Text block:
•••

Across the United States and around the world, we are seeing increased rates of asthma. Close to 11 percent of the U.S. population has asthma, the 15th highest rate of 74 nations ranked by the World Health Organization in 2004. The organization’s records show the highest asthma rates in industrialized nations with increasing rates in many developing nations. For example, asthma rates among schoolchildren in Barbados increased from 1 percent in 1970 to 15 percent in 1996.
Asthma rates worldwide are generally highest in urban areas and often concentrated in impoverished neighborhoods. For example, children in the South Bronx have a higher incidence of asthma than their counterparts in surrounding suburbs. We are literally taking away our children’s breath, even our children’s lives.
Around the world, lack of emission standards for vehicles and industries are fouling the air. With babies’ first breath, they begin to absorb contaminants into their developing bodies. We are only beginning to understand the full impact of breathing unclean air as we watch friends and relatives, who were smokers before we fully knew the danger, dying from lung cancer. We hear more and more about secondhand smoke and its devastating impact on those who live with smokers. We see people clinging to life breath by breath until they take their last breath.
Breath That Stings
A popular song among United Methodists “Sweet, Sweet Spirit” inspires images of a quiet, meditative breath in our midst. As we sing “Sweet Holy Spirit, sweet heavenly Dove, stay right here with us,” we long for cool, calm breezes that will, as the hymn says, revive us as we go from worship into the world.
But God’s breath does not always feel so gentle. By the 27th chapter of Job, we have seen Job suffer one loss after another. He has debated the goodness of God endlessly with his friends even as they point to evidence to the contrary. It is amazing then that Job reminds them that it is God who gives life when he says in Job 27:3:
…As long as my breath is in me and the spirit of God is in my nostrils…
Even after suffering calamity after calamity, Job maintains the integrity of his steadfast belief in God’s goodness.

•••

Data extract:
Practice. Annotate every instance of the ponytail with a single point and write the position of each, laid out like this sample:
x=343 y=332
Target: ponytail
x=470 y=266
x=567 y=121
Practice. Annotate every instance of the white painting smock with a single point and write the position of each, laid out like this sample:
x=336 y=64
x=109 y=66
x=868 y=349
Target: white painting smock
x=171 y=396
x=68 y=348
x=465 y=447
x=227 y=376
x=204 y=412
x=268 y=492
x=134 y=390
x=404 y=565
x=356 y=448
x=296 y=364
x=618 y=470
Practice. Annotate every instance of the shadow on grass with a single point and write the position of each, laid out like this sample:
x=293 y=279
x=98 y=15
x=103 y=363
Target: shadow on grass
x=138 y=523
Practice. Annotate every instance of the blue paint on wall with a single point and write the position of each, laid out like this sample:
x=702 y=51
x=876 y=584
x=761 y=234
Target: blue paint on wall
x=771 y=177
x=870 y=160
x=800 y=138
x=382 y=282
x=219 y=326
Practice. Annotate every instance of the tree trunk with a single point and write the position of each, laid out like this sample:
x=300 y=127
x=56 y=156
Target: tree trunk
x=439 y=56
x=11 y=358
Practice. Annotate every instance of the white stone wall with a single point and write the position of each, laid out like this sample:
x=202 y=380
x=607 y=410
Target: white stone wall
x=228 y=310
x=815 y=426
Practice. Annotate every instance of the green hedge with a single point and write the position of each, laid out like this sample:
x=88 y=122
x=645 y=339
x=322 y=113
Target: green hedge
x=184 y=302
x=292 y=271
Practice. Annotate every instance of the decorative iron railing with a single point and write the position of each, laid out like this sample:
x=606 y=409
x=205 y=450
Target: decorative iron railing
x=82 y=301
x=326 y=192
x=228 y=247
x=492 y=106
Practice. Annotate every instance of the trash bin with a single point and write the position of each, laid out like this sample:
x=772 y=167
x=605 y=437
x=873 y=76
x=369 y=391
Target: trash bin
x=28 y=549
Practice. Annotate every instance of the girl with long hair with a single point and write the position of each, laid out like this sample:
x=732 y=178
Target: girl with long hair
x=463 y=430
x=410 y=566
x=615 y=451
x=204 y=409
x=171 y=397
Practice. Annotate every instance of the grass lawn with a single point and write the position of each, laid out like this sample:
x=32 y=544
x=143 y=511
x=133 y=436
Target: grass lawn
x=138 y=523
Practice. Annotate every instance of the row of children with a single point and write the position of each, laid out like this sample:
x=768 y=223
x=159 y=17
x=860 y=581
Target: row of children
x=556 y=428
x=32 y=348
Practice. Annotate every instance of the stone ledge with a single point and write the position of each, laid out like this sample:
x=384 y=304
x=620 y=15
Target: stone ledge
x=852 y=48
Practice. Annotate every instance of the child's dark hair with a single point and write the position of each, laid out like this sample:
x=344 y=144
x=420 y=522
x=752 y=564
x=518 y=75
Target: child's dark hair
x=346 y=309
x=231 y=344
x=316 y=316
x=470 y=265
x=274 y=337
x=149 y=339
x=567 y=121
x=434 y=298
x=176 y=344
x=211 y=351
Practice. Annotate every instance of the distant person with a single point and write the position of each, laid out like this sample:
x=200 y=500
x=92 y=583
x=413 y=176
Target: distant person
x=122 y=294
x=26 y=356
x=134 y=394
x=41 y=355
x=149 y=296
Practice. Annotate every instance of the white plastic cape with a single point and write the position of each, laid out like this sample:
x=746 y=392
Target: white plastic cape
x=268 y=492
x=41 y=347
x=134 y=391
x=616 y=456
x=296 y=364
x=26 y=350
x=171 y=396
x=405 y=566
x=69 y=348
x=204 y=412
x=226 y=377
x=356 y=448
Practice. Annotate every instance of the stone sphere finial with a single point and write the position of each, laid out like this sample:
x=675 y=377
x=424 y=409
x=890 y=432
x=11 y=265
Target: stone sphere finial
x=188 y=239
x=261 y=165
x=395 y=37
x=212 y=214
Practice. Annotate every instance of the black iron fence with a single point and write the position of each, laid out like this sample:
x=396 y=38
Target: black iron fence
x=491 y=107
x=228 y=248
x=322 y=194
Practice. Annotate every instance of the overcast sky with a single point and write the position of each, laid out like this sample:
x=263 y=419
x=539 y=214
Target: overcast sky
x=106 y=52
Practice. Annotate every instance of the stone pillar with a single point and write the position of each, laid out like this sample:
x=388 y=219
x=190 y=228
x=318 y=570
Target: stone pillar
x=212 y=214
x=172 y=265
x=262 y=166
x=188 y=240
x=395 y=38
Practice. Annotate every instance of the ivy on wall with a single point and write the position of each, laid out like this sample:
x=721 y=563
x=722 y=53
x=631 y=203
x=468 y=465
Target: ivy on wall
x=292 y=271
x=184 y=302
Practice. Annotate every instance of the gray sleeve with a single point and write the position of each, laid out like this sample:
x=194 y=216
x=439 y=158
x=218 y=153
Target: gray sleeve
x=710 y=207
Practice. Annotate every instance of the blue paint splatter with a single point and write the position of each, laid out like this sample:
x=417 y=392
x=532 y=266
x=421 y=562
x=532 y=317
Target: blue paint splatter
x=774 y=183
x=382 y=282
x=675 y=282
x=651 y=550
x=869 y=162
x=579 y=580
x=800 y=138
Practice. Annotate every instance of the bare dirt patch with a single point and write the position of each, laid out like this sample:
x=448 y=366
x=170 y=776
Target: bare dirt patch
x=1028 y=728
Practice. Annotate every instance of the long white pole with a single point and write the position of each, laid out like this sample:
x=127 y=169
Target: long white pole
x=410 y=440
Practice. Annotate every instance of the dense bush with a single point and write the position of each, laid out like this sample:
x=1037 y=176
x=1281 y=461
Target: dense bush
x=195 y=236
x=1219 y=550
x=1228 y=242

•••

Activity: List every year named in the text on asthma and breath, in the order they appear. These entries come from a separate source, unrelated to the text.

Task response: 2004, 1970, 1996